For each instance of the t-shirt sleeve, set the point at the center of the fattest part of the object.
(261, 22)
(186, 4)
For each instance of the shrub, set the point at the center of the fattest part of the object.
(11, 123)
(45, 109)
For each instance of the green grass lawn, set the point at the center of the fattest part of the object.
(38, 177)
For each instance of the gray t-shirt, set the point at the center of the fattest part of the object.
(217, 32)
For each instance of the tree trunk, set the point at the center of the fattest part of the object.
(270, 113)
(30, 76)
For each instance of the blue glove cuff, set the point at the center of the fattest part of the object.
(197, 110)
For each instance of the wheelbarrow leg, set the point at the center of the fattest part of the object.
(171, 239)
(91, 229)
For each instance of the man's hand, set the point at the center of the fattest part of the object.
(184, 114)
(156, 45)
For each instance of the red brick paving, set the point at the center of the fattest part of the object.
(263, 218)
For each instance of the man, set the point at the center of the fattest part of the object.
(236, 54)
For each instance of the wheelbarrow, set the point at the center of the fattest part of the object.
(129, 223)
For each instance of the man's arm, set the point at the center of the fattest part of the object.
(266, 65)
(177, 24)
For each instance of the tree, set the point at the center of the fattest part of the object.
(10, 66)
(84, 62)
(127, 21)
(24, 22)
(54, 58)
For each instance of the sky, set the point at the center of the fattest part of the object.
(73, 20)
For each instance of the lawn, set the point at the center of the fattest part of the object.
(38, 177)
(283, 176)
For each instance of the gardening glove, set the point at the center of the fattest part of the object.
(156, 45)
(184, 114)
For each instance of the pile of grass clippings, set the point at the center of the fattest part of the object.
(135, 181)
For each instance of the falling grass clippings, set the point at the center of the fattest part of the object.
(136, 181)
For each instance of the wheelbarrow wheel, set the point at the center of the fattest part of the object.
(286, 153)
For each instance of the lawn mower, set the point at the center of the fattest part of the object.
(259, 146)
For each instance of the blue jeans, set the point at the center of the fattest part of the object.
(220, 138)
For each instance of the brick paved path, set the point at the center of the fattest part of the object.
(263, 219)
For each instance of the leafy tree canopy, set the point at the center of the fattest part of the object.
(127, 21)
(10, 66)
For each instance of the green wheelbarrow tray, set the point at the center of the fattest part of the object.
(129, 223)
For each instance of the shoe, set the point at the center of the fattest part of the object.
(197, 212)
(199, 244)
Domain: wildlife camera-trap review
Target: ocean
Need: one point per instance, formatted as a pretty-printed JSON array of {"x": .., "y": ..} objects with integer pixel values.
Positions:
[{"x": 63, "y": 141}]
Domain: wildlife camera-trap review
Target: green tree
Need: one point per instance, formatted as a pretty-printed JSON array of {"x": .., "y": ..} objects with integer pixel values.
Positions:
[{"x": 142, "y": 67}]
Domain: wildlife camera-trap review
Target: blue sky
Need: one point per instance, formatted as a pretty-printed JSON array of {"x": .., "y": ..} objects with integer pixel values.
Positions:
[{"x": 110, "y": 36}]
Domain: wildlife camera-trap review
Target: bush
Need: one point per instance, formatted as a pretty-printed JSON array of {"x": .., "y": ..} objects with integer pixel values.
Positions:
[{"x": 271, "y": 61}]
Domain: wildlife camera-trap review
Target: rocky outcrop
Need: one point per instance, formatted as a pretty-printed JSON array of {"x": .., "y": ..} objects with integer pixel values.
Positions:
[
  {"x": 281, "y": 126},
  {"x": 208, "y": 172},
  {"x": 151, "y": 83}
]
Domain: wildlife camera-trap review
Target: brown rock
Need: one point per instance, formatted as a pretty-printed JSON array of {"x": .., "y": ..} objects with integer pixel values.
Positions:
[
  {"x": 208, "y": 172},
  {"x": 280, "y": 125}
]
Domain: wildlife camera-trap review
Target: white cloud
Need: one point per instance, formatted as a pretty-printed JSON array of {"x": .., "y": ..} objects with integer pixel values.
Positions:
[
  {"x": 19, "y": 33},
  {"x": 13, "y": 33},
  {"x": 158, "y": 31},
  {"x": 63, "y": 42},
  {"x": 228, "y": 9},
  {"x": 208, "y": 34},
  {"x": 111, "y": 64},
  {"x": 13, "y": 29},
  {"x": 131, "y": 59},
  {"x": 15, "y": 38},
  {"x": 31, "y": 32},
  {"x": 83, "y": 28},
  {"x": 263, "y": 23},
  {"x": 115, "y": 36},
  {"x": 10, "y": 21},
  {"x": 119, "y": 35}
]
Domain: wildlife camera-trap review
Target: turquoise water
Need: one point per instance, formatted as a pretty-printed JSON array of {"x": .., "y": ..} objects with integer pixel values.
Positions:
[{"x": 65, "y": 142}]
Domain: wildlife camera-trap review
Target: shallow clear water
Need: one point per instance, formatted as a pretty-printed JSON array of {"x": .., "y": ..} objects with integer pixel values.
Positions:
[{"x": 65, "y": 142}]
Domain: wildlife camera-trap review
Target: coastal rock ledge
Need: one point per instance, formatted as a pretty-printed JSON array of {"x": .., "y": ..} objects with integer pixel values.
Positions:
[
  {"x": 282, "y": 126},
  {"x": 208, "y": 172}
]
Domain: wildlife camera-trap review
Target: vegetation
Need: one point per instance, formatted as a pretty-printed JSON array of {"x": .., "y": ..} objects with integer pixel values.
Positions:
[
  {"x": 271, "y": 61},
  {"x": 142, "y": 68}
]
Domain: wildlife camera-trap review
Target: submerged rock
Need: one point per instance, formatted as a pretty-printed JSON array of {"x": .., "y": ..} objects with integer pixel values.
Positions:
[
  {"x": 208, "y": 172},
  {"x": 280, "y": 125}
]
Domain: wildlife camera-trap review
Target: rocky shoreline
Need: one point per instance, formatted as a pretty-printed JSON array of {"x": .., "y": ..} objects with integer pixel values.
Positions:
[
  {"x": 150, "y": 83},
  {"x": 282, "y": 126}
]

• _Goal_
Write the material out exactly, with nothing left out.

• _Result of this task_
For each instance of the t-shirt sleeve, set the point at the center of the fattest part of the object.
(261, 22)
(186, 4)
For each instance of the shrub, set the point at the center of the fattest part of the object.
(11, 123)
(45, 109)
For each instance of the green grass lawn, set the point at the center of the fattest part of the object.
(38, 177)
For each instance of the gray t-shirt, set the point at the center of the fattest part of the object.
(217, 32)
For each instance of the tree trunk, set the point at the center of the fattest part of the object.
(270, 113)
(30, 76)
For each instance of the blue glove cuff, set the point at the center of the fattest part of the object.
(197, 110)
For each instance of the wheelbarrow leg, set the point at the center of the fattest part of the object.
(171, 239)
(91, 229)
For each instance of the man's hand, set the point at the center of the fattest part of the object.
(184, 114)
(156, 45)
For each instance of the red brick paving, set the point at the center of the fattest part of the object.
(263, 218)
For each instance of the man, set the point at the center of the fattest part of the object.
(236, 54)
For each instance of the wheelbarrow, set the point at the center of the fattest part of the object.
(129, 223)
For each instance of the man's arm, set the point at the center of the fattest part of the object.
(266, 65)
(177, 24)
For each instance of the tree, set the point at the center of the fattest part of the object.
(10, 66)
(84, 62)
(127, 21)
(24, 22)
(54, 58)
For each instance of the sky, set the point at the center of the fattest part of the object.
(73, 20)
For each instance of the lawn, set the point at the center of the fattest part of the object.
(38, 177)
(283, 176)
For each instance of the gardening glove, set the point at the center of the fattest part of the object.
(156, 45)
(184, 114)
For each instance of the pile of grass clippings, set the point at the center of the fattest part of the object.
(135, 181)
For each instance of the falling grass clippings, set the point at the center of the fattest part of the object.
(136, 181)
For each instance of the wheelbarrow wheel, set the point at the center of the fattest part of the object.
(286, 153)
For each instance of the lawn mower, set the point at the center of the fattest part of the object.
(259, 146)
For each instance of the blue jeans, set the point at the center of the fattest part of the object.
(220, 138)
For each instance of the brick paved path, set the point at the center of the fattest part of the object.
(263, 219)
For each instance of the leafy tree canopy, set the point at the center of the fattest part of the object.
(127, 21)
(10, 66)
For each instance of the green wheelbarrow tray, set the point at the center of the fattest part of the object.
(129, 223)
For each instance of the shoe, set the point at the center of the fattest part of the object.
(197, 212)
(199, 244)
Domain: wildlife camera-trap review
Target: ocean
Need: one point per instance, formatted as a pretty-printed JSON array of {"x": .., "y": ..} objects with integer pixel values.
Positions:
[{"x": 63, "y": 141}]
Domain: wildlife camera-trap review
Target: green tree
Need: one point per instance, formatted as a pretty-printed JSON array of {"x": .., "y": ..} objects with integer pixel values.
Positions:
[{"x": 142, "y": 67}]
Domain: wildlife camera-trap review
Target: blue sky
Need: one point per instance, formatted as a pretty-printed JSON array of {"x": .., "y": ..} objects with integer pixel values.
Positions:
[{"x": 110, "y": 36}]
Domain: wildlife camera-trap review
Target: bush
Need: one point per instance, formatted as a pretty-printed JSON array of {"x": .., "y": ..} objects with integer pixel values.
Positions:
[{"x": 271, "y": 61}]
Domain: wildlife camera-trap review
Target: rocky outcrop
Need: one point per instance, formatted as a pretty-printed JSON array of {"x": .., "y": ..} objects with integer pixel values.
Positions:
[
  {"x": 281, "y": 126},
  {"x": 208, "y": 172},
  {"x": 151, "y": 83}
]
Domain: wildlife camera-trap review
Target: brown rock
Need: one point per instance, formatted as a pretty-printed JSON array of {"x": .., "y": ..} objects with integer pixel values.
Positions:
[
  {"x": 208, "y": 172},
  {"x": 280, "y": 125}
]
Domain: wildlife camera-trap review
Target: white cloud
Need: one point per instance, formatted as a pretty-printed JSON array of {"x": .., "y": ..} objects with integer pixel values.
Positions:
[
  {"x": 19, "y": 33},
  {"x": 13, "y": 33},
  {"x": 158, "y": 31},
  {"x": 63, "y": 42},
  {"x": 228, "y": 9},
  {"x": 208, "y": 34},
  {"x": 111, "y": 64},
  {"x": 13, "y": 29},
  {"x": 131, "y": 59},
  {"x": 15, "y": 38},
  {"x": 31, "y": 32},
  {"x": 83, "y": 28},
  {"x": 263, "y": 23},
  {"x": 115, "y": 36},
  {"x": 10, "y": 21},
  {"x": 119, "y": 35}
]
Domain: wildlife camera-trap review
Target: turquoise water
Need: one point per instance, formatted as a pretty-printed JSON array of {"x": .., "y": ..} objects with integer pixel values.
Positions:
[{"x": 65, "y": 142}]
Domain: wildlife camera-trap review
Target: shallow clear water
Need: one point per instance, formatted as a pretty-printed JSON array of {"x": .., "y": ..} objects with integer pixel values.
Positions:
[{"x": 65, "y": 142}]
Domain: wildlife camera-trap review
Target: coastal rock ledge
Need: one point per instance, formatted as a pretty-printed JSON array of {"x": .., "y": ..} objects with integer pixel values.
Positions:
[
  {"x": 282, "y": 126},
  {"x": 208, "y": 172}
]
Domain: wildlife camera-trap review
Target: vegetation
Need: one point per instance, formatted as a pretty-printed JSON array of {"x": .., "y": ..} objects with integer pixel values.
Positions:
[
  {"x": 271, "y": 61},
  {"x": 142, "y": 68}
]
Domain: wildlife camera-trap review
Target: submerged rock
Need: one point per instance, formatted as a pretty-printed JSON array of {"x": .., "y": ..} objects with integer pixel values.
Positions:
[
  {"x": 208, "y": 172},
  {"x": 280, "y": 125}
]
Domain: wildlife camera-trap review
Target: rocky shoreline
Need: one point per instance, formatted as a pretty-printed JSON array of {"x": .., "y": ..} objects with integer pixel values.
Positions:
[
  {"x": 150, "y": 83},
  {"x": 282, "y": 126}
]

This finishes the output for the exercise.